Stored data:
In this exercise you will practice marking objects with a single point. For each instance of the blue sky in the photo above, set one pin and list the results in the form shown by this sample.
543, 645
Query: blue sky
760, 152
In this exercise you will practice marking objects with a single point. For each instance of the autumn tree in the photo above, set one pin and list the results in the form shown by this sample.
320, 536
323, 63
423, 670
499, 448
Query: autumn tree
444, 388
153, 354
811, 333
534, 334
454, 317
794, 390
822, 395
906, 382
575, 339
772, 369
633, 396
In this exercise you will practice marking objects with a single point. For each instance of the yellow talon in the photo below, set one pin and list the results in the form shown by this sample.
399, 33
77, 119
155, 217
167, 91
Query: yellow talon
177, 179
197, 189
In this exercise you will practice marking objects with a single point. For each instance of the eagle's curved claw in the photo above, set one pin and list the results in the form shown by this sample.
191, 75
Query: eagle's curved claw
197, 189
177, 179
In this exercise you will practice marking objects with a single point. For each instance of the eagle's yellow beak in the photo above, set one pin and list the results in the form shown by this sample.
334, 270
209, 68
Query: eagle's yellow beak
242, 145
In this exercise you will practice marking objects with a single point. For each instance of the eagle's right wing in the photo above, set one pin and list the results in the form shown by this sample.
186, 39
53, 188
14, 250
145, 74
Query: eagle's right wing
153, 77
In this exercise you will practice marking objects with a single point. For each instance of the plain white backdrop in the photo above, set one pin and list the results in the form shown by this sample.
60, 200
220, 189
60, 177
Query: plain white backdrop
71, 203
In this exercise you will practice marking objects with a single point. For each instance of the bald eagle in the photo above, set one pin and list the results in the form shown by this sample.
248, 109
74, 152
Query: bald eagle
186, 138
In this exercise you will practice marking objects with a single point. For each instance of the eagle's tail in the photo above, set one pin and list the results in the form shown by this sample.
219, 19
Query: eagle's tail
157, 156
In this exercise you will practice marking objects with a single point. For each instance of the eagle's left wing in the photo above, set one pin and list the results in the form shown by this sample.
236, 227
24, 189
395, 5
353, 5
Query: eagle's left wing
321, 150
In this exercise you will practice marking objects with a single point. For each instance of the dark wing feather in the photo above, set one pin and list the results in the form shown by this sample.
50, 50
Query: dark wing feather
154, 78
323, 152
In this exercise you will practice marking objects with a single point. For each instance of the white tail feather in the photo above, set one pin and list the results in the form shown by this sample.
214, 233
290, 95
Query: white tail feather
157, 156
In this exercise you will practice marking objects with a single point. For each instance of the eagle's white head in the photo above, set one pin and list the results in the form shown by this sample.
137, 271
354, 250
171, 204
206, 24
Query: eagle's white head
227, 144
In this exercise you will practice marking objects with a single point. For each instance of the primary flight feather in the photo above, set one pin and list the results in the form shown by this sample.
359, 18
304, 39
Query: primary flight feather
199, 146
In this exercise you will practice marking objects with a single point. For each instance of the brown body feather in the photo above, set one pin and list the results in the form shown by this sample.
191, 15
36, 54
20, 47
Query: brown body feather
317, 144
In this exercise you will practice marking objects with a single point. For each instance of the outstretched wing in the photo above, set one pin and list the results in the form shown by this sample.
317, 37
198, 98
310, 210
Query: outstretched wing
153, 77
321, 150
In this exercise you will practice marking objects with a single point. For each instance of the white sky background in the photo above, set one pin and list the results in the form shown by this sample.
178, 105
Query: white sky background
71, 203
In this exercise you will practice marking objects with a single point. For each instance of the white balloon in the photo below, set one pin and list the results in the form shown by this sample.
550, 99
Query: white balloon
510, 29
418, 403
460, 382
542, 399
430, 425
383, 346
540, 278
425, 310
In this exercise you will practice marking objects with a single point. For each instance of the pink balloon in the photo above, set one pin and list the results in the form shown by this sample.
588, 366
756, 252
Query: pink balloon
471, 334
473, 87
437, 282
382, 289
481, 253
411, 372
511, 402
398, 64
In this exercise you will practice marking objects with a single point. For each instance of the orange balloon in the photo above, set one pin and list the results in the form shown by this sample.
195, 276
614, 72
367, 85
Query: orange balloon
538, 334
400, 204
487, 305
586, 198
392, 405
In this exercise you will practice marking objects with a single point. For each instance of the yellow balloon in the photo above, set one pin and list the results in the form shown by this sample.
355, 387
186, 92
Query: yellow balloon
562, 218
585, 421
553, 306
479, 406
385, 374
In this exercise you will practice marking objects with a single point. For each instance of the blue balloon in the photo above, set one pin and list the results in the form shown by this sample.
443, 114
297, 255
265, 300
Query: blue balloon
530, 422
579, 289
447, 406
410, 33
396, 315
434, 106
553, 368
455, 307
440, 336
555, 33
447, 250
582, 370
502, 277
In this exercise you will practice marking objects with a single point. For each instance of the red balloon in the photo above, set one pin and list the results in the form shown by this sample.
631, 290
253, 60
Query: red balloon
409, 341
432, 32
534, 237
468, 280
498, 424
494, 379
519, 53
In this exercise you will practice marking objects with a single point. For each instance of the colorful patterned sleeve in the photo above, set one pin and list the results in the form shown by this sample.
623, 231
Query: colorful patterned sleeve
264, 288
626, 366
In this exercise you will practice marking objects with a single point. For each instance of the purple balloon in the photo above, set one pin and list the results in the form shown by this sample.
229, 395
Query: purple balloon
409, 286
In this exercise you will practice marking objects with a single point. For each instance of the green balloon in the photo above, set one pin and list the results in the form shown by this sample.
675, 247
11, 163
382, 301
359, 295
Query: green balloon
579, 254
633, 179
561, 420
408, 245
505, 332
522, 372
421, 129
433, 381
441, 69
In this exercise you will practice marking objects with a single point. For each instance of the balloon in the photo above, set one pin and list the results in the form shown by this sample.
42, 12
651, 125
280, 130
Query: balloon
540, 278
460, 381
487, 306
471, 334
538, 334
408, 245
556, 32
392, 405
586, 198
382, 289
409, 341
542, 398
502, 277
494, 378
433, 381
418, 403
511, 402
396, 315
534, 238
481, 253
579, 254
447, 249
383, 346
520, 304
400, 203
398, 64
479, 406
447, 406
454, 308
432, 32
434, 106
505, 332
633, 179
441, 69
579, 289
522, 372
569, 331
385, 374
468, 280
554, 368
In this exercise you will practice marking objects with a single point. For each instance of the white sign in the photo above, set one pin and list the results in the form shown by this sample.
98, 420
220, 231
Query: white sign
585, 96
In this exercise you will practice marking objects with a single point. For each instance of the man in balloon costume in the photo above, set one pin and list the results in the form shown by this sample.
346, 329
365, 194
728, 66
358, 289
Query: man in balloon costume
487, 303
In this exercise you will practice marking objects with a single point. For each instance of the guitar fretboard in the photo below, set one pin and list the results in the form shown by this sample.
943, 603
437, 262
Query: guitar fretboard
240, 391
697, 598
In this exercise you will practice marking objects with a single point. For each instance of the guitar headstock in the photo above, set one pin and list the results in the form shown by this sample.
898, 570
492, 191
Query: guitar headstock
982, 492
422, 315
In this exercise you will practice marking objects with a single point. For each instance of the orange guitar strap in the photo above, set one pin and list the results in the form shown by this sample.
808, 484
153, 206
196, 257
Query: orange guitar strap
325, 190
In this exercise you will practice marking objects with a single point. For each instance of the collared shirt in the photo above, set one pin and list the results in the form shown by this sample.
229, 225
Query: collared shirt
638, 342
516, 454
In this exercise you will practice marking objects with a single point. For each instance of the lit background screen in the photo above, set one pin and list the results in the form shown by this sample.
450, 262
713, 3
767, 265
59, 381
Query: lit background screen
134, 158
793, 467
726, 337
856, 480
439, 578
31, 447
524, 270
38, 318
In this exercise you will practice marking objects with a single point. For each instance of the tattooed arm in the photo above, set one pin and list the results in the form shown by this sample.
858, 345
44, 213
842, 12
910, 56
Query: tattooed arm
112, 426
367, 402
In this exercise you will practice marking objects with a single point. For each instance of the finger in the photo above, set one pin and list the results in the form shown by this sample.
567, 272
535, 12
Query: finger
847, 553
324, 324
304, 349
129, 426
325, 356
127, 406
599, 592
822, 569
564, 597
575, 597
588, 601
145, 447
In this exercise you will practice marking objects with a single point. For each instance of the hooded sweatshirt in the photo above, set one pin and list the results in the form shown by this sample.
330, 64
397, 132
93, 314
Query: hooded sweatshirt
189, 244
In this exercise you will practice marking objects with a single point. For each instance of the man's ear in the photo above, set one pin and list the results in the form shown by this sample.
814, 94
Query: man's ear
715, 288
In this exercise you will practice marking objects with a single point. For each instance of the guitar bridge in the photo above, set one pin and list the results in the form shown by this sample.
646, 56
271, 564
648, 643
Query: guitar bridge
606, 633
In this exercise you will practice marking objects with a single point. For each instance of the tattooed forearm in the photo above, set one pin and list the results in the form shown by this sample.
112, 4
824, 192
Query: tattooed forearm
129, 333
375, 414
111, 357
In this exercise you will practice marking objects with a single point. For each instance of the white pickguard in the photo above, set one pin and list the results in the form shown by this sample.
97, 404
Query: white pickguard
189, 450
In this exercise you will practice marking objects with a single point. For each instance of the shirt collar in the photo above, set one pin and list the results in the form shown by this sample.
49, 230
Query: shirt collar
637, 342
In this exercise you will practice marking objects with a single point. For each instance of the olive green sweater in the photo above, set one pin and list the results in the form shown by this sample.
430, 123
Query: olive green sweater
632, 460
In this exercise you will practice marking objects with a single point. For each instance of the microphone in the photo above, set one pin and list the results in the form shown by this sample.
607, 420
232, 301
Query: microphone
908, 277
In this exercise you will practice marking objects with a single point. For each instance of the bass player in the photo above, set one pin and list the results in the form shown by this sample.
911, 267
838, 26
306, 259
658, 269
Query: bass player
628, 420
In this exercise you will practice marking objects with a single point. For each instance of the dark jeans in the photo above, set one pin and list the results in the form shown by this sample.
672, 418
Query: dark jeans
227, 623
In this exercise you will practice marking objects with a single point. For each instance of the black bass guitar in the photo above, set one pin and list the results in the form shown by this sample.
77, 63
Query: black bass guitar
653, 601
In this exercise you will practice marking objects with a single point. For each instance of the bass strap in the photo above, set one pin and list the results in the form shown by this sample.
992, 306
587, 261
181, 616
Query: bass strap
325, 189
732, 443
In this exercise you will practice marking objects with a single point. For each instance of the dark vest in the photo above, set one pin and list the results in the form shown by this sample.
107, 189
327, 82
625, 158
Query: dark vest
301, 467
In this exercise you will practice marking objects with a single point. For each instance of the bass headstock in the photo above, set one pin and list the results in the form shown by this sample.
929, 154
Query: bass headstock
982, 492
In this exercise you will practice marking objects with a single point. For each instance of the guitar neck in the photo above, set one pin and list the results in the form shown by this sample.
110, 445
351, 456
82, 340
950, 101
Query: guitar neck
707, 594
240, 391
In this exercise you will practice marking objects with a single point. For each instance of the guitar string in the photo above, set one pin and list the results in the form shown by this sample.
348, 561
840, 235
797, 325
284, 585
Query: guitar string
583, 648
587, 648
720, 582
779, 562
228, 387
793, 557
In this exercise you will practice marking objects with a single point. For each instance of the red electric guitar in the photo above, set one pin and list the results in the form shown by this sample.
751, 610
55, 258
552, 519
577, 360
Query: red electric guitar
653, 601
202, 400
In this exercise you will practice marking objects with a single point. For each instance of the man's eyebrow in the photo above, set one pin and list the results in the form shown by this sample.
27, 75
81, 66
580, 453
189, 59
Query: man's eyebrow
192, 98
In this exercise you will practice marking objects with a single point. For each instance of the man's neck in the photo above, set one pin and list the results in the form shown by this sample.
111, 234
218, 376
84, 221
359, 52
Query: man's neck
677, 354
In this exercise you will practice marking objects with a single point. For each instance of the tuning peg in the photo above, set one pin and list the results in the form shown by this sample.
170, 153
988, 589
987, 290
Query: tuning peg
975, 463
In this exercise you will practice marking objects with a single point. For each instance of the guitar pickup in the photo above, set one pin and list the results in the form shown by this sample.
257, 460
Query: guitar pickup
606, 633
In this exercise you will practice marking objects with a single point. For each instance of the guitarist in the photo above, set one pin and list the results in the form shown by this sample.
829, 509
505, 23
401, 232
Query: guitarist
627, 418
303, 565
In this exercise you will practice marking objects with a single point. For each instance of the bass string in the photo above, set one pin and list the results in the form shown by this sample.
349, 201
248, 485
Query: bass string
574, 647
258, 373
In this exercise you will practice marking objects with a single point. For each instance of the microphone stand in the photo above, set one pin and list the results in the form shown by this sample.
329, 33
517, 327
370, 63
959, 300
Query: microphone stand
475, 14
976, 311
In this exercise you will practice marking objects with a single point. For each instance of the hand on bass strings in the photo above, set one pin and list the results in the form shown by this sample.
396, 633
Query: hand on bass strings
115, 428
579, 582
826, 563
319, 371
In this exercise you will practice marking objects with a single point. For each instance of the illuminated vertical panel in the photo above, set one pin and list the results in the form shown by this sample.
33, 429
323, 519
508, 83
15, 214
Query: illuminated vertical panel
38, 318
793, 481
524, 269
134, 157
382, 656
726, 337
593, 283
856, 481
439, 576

TASK TO CARRY OUT — Determine how many lines above have the string "below" and output nothing besides the count.

EXERCISE OUTPUT — 3